CHALLENGE: Render every line of the entries below as a numbered list, leaving out the blank lines.

PROVIDED ENTRIES:
----

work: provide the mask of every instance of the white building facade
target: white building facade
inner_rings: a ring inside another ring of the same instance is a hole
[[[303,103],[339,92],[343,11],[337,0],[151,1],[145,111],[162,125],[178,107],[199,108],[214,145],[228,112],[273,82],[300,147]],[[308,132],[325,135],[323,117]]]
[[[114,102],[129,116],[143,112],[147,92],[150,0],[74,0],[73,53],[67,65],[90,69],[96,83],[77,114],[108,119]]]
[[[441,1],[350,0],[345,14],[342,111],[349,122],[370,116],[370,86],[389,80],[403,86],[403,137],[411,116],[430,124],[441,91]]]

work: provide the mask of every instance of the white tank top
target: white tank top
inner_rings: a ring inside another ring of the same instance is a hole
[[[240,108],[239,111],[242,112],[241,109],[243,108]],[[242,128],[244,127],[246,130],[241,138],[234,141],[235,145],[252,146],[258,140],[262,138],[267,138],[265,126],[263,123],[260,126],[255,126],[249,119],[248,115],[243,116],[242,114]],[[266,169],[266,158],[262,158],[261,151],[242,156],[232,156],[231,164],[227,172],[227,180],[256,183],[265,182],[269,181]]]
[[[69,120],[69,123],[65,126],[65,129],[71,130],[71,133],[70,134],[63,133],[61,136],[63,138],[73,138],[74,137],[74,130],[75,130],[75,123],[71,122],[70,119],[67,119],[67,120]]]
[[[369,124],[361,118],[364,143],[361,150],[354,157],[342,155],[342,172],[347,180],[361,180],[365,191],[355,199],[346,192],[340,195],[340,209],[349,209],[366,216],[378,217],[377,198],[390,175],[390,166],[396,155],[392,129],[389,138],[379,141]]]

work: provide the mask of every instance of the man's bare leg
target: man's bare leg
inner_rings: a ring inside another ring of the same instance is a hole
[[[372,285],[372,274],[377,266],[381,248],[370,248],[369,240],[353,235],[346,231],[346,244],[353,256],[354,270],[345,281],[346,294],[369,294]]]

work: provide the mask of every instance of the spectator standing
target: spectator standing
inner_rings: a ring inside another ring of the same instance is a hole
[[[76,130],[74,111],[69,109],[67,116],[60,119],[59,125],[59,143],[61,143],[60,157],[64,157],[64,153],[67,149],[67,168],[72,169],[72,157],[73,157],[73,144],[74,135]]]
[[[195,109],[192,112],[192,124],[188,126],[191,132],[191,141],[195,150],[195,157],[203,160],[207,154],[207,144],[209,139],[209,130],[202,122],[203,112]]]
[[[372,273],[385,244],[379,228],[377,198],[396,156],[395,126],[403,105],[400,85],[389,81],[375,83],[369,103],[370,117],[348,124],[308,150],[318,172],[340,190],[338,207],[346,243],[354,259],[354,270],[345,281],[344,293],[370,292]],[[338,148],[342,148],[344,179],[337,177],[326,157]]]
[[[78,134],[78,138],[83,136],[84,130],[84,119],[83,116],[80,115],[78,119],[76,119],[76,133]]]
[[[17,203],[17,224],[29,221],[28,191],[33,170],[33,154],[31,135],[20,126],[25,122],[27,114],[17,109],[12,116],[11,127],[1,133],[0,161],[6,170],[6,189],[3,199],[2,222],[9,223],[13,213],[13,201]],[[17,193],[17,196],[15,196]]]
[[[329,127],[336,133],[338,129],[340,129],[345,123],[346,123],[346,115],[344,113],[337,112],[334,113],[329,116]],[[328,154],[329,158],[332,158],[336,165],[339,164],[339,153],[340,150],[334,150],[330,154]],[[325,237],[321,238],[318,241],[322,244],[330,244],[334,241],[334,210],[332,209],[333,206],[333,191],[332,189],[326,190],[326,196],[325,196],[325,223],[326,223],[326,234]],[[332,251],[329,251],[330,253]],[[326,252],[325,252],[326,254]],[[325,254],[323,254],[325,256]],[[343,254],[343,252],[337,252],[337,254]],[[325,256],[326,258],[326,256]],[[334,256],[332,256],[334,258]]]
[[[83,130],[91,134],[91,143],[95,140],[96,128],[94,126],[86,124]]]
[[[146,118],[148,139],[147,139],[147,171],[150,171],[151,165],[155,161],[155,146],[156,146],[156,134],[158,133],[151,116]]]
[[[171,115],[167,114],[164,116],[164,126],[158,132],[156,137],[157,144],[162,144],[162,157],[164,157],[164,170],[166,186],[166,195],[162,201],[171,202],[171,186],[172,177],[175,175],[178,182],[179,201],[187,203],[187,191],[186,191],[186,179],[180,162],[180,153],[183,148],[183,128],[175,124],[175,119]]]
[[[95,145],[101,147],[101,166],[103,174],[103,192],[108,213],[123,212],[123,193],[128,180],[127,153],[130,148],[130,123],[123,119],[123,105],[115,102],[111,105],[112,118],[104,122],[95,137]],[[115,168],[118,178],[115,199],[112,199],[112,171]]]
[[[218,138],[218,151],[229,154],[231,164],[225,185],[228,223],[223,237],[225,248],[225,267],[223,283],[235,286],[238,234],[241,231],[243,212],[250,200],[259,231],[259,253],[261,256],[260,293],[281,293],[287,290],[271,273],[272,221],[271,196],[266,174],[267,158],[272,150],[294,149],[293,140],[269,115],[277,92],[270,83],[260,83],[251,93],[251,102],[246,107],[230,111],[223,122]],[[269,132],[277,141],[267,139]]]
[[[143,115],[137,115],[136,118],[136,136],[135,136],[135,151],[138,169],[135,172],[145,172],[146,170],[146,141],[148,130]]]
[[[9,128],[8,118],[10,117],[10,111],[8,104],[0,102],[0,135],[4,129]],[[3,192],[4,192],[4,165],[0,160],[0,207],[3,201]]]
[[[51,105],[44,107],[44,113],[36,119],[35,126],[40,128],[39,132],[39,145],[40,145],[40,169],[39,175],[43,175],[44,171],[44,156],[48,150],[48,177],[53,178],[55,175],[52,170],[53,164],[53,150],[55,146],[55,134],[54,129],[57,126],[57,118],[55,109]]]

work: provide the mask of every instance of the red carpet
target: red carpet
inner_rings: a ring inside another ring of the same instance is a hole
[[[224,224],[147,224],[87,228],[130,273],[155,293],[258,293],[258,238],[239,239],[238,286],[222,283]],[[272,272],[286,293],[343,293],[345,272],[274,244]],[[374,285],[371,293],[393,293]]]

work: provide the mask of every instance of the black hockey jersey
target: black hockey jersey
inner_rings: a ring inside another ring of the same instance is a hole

----

ANSWER:
1. work: provide the mask of every instance of the white building facade
2. target: white building facade
3. inner_rings: a ring inside another ring of the same instance is a hole
4. [[[303,103],[339,92],[343,11],[337,0],[151,1],[145,111],[162,125],[178,107],[199,108],[214,145],[228,112],[273,82],[300,147]],[[308,132],[325,135],[323,117]]]
5. [[[114,102],[129,116],[143,112],[147,92],[150,0],[74,0],[73,53],[67,65],[90,69],[96,83],[77,114],[108,119]]]
6. [[[441,1],[350,0],[345,14],[342,111],[349,122],[370,116],[370,86],[389,80],[403,86],[403,137],[411,116],[430,124],[441,91]]]
7. work: provide the mask of every instance of the white tank top
8. target: white tank top
9. inner_rings: a ring inside another ring of the same instance is a hole
10. [[[240,108],[239,111],[242,112],[241,109],[243,108]],[[242,128],[244,127],[246,130],[241,138],[234,141],[235,145],[252,146],[258,140],[262,138],[267,138],[265,126],[263,123],[260,126],[255,126],[249,119],[248,115],[243,116],[242,114]],[[266,169],[266,158],[262,158],[261,151],[242,156],[232,156],[231,164],[227,172],[227,180],[256,183],[265,182],[269,181]]]
11. [[[69,120],[69,123],[65,126],[65,129],[71,130],[71,133],[70,134],[63,133],[61,136],[63,138],[73,138],[74,137],[74,130],[75,130],[75,123],[71,122],[70,119],[67,119],[67,120]]]
12. [[[369,124],[361,118],[364,143],[361,150],[354,157],[342,155],[342,172],[347,180],[361,180],[365,191],[355,199],[346,192],[340,195],[340,209],[349,209],[366,216],[378,217],[377,198],[390,175],[390,166],[396,155],[392,129],[389,138],[379,141]]]
13. work: provide the mask of every instance of the man's bare leg
14. target: man's bare leg
15. inner_rings: a ring inside another ring of the same instance is a hole
16. [[[372,285],[372,274],[377,266],[381,248],[370,248],[369,240],[353,235],[346,231],[346,244],[353,256],[354,270],[345,281],[346,294],[369,294]]]
17. work: provide the mask of every instance of the spectator standing
18. target: spectator standing
19. inner_rings: a ring inside another ring of the same instance is a hole
20. [[[76,130],[74,111],[69,109],[67,116],[60,119],[59,125],[59,143],[61,143],[60,157],[64,157],[64,153],[67,149],[67,168],[72,169],[72,157],[73,157],[73,144],[74,135]]]
21. [[[195,109],[192,112],[192,124],[188,126],[191,132],[191,141],[195,150],[195,157],[203,160],[207,154],[207,144],[209,139],[209,130],[202,122],[203,112]]]
22. [[[372,273],[385,244],[379,228],[377,198],[396,156],[395,126],[403,105],[400,85],[389,81],[375,83],[369,103],[370,117],[348,124],[308,150],[318,172],[340,190],[338,207],[346,243],[354,259],[354,270],[345,281],[344,293],[370,292]],[[338,148],[342,148],[344,179],[337,177],[326,157]]]
23. [[[78,134],[78,138],[83,136],[84,130],[84,119],[83,116],[80,115],[78,119],[76,119],[76,133]]]
24. [[[17,203],[17,224],[29,221],[28,191],[33,170],[33,154],[31,135],[20,126],[25,122],[27,114],[17,109],[12,116],[11,127],[1,133],[0,161],[6,170],[6,189],[3,199],[2,222],[9,223],[13,213],[13,201]],[[17,193],[17,196],[15,196]]]
25. [[[329,127],[336,133],[338,129],[340,129],[345,123],[346,123],[346,115],[344,113],[337,112],[334,113],[329,116]],[[328,154],[329,158],[332,158],[336,165],[339,164],[339,153],[340,150],[334,150],[330,154]],[[325,237],[321,238],[318,241],[322,244],[330,244],[334,241],[334,210],[332,209],[333,206],[333,191],[332,189],[326,190],[326,196],[325,196],[325,223],[326,223],[326,234]],[[332,251],[329,251],[330,253]],[[326,252],[325,252],[326,254]],[[325,254],[323,254],[325,256]],[[343,254],[343,252],[337,252],[337,254]],[[325,256],[326,258],[326,256]],[[334,256],[332,256],[334,258]]]
26. [[[83,130],[91,134],[91,143],[95,140],[96,128],[94,126],[86,124]]]
27. [[[146,118],[148,139],[147,139],[147,171],[150,171],[151,165],[155,161],[155,146],[156,146],[156,134],[158,133],[151,116]]]
28. [[[171,115],[167,114],[164,116],[164,126],[158,132],[156,137],[157,144],[162,144],[162,157],[164,157],[164,170],[166,186],[166,195],[162,201],[171,202],[171,186],[172,177],[175,175],[178,182],[179,201],[187,203],[187,191],[186,191],[186,179],[180,162],[180,153],[183,148],[183,128],[175,124],[175,119]]]
29. [[[95,145],[101,147],[101,166],[103,174],[103,192],[108,213],[123,212],[123,193],[128,180],[127,153],[130,148],[130,123],[123,119],[123,105],[115,102],[111,105],[112,118],[104,122],[95,137]],[[115,168],[118,178],[115,199],[112,199],[112,171]]]
30. [[[218,138],[218,151],[229,154],[231,164],[225,185],[228,223],[223,237],[225,248],[225,267],[223,283],[235,286],[238,234],[241,231],[243,212],[250,200],[259,231],[259,253],[261,256],[260,293],[281,293],[287,290],[271,273],[272,221],[271,196],[266,174],[267,158],[272,150],[294,149],[293,140],[269,115],[277,92],[270,83],[260,83],[251,93],[251,102],[246,107],[230,111],[223,122]],[[269,132],[277,141],[267,139]]]
31. [[[143,115],[137,115],[136,118],[136,136],[135,136],[135,151],[138,169],[135,172],[145,172],[146,170],[146,141],[148,130]]]
32. [[[9,128],[8,118],[10,117],[10,111],[8,104],[0,102],[0,135],[4,129]],[[3,192],[4,192],[4,165],[0,160],[0,207],[3,201]]]
33. [[[51,105],[44,107],[44,113],[36,119],[35,126],[40,128],[39,132],[39,145],[40,145],[40,169],[39,175],[43,175],[44,171],[44,156],[48,150],[48,177],[53,178],[55,175],[52,170],[53,164],[53,150],[55,146],[55,134],[54,129],[57,126],[57,118],[55,109]]]
34. work: provide the mask of every instance of the red carpet
35. target: red carpet
36. inner_rings: a ring inside another ring of the same instance is a hole
37. [[[224,224],[147,224],[87,228],[130,273],[155,293],[258,293],[258,238],[239,239],[238,286],[222,283]],[[272,272],[286,293],[343,293],[345,272],[274,244]],[[374,285],[371,293],[393,293]]]
38. work: provide the mask of every instance of the black hockey jersey
39. target: black hockey jersey
40. inner_rings: a ring inside another ring of the same instance is a hole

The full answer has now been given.